[Point localization data]
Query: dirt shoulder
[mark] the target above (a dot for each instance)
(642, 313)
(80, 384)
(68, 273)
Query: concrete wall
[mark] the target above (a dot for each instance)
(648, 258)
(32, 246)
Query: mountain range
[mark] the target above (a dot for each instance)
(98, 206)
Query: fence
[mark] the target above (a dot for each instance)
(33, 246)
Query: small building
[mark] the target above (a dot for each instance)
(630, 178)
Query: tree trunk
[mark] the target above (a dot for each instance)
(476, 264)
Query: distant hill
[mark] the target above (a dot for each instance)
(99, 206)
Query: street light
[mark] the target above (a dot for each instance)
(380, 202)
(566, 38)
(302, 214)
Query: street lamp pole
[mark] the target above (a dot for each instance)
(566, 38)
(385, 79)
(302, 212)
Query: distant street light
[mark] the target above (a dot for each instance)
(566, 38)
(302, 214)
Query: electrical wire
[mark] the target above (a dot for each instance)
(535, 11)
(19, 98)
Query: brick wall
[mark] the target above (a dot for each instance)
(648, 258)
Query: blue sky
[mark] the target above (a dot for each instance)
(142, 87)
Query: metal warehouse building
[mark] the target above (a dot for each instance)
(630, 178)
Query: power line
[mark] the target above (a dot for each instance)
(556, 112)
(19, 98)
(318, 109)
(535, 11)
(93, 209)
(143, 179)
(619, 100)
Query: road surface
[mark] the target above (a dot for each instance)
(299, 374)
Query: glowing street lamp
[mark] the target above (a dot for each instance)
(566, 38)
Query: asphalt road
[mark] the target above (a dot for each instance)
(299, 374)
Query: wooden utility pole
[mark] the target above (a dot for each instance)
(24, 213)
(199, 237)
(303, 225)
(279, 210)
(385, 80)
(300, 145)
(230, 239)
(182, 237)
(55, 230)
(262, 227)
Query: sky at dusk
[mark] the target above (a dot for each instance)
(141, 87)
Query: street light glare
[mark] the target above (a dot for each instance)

Task objective
Only one stretch of the data above is needed. Restate it word for word, from the line containing "Query: fence" through the line containing "Query: power line", both ends included.

Solution to this task
Query: fence
[mark] the target above (a dot for each instance)
(33, 246)
Query: small building
[mark] the target above (a dot for each instance)
(630, 178)
Query: tree trunk
[mark] the target above (a dot for each instance)
(476, 264)
Query: distant hill
[mark] the target above (a dot for each instance)
(99, 206)
Query: street light
[mark] the target above (a dot for each instance)
(380, 202)
(566, 38)
(302, 214)
Query: street lamp pole
[mark] the target above (a dot for each instance)
(566, 38)
(385, 79)
(302, 212)
Query: distant street light
[mark] the target above (a dot for each instance)
(566, 38)
(302, 214)
Query: electrical wire
[mark] the target above (a dot for each instance)
(535, 11)
(19, 98)
Query: brick wall
[mark] the target above (a dot for each instance)
(648, 258)
Query: blue sky
[mark] the target above (a dot for each instance)
(142, 87)
Query: metal warehouse building
[mark] the target above (a dot for each instance)
(630, 178)
Query: power line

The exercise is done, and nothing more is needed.